--- BEGIN Available data ---

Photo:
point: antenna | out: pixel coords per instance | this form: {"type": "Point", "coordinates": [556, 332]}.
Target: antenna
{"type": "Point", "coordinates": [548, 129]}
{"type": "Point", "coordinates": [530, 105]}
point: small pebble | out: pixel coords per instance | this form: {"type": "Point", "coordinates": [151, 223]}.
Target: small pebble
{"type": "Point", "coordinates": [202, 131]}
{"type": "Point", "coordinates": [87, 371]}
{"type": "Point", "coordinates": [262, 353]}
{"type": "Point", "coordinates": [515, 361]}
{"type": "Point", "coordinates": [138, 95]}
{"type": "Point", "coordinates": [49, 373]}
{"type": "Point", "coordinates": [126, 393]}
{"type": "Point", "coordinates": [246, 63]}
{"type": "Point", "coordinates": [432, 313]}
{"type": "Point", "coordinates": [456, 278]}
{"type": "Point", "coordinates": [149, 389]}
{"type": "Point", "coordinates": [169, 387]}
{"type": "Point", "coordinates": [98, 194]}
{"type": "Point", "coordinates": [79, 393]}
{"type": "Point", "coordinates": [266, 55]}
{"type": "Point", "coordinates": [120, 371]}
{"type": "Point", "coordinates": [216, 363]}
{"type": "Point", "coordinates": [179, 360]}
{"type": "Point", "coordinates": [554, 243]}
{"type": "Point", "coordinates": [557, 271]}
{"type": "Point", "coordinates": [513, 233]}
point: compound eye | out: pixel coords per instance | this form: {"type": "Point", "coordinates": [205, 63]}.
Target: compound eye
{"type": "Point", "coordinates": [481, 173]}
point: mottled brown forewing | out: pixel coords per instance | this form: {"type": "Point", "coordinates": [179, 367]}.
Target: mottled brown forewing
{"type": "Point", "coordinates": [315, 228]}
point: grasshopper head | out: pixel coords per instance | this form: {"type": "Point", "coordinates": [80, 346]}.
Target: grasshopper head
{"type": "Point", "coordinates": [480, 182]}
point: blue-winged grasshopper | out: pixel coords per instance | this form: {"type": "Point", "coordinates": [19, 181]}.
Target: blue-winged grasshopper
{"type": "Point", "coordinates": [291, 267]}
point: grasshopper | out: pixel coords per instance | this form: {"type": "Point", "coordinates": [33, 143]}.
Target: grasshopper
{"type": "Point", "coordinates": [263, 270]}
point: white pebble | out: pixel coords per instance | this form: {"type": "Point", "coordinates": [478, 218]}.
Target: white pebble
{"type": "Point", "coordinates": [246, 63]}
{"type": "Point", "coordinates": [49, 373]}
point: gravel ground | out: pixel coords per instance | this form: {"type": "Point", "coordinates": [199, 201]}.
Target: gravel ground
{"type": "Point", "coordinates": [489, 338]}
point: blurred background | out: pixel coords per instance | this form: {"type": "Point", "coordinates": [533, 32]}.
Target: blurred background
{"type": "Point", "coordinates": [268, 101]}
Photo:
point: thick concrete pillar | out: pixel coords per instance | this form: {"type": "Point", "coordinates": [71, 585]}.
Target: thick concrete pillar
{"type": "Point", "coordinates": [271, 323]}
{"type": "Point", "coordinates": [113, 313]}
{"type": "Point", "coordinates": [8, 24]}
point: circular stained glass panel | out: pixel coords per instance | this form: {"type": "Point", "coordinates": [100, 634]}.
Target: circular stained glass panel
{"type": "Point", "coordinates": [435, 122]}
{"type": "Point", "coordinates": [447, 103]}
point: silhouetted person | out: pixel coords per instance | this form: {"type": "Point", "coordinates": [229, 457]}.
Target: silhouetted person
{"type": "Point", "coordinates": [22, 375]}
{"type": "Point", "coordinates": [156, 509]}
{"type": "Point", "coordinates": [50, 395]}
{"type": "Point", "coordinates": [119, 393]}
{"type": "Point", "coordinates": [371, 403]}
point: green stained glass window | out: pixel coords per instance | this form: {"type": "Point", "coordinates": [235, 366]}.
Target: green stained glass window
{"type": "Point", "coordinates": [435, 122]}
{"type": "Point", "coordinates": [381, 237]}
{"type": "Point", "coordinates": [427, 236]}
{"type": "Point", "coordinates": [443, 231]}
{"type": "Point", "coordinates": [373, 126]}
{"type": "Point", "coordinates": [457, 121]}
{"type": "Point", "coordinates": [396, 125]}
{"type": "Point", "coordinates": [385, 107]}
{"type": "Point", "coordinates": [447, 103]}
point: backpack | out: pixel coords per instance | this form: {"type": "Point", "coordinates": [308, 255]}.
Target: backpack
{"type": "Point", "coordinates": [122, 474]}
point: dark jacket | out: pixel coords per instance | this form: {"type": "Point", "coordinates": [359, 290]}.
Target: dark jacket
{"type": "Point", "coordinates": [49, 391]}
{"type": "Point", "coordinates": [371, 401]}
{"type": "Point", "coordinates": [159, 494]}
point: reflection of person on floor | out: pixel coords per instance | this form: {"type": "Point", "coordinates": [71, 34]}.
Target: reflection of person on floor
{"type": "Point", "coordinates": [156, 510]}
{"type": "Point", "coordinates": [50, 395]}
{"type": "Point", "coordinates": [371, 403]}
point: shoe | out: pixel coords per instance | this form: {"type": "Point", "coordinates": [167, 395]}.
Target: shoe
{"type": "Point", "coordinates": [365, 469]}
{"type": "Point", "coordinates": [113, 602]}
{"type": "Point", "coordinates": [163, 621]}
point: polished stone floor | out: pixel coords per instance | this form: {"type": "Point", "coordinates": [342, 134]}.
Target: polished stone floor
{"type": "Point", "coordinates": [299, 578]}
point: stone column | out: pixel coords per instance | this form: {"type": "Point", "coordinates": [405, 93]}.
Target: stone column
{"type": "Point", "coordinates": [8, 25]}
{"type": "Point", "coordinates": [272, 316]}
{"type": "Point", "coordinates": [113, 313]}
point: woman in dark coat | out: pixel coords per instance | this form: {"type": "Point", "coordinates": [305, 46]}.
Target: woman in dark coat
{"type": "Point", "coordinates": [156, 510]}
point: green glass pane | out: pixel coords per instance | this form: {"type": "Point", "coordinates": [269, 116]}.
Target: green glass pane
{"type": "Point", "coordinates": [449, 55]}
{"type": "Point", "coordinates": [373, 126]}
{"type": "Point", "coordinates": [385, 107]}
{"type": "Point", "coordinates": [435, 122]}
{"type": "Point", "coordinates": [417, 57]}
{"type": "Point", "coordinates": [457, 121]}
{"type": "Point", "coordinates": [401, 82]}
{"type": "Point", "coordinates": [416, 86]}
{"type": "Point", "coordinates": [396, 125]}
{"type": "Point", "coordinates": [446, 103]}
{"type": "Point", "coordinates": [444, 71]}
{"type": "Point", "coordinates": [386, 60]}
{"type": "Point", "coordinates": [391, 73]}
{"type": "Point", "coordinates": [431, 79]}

--- END Available data ---

What you have to do —
Quote exactly the line containing "point: woman in" and every later line through the end of the listing, and no other lines.

Task solution —
point: woman in dark coat | out: pixel coords per instance | this form: {"type": "Point", "coordinates": [305, 46]}.
Target: woman in dark coat
{"type": "Point", "coordinates": [156, 510]}
point: green glass pane | out: pixel coords per instance | this form: {"type": "Point", "coordinates": [269, 116]}.
Target: green glass pane
{"type": "Point", "coordinates": [449, 55]}
{"type": "Point", "coordinates": [373, 126]}
{"type": "Point", "coordinates": [385, 107]}
{"type": "Point", "coordinates": [435, 122]}
{"type": "Point", "coordinates": [417, 57]}
{"type": "Point", "coordinates": [457, 121]}
{"type": "Point", "coordinates": [401, 82]}
{"type": "Point", "coordinates": [416, 86]}
{"type": "Point", "coordinates": [396, 125]}
{"type": "Point", "coordinates": [446, 103]}
{"type": "Point", "coordinates": [444, 71]}
{"type": "Point", "coordinates": [386, 60]}
{"type": "Point", "coordinates": [391, 73]}
{"type": "Point", "coordinates": [431, 79]}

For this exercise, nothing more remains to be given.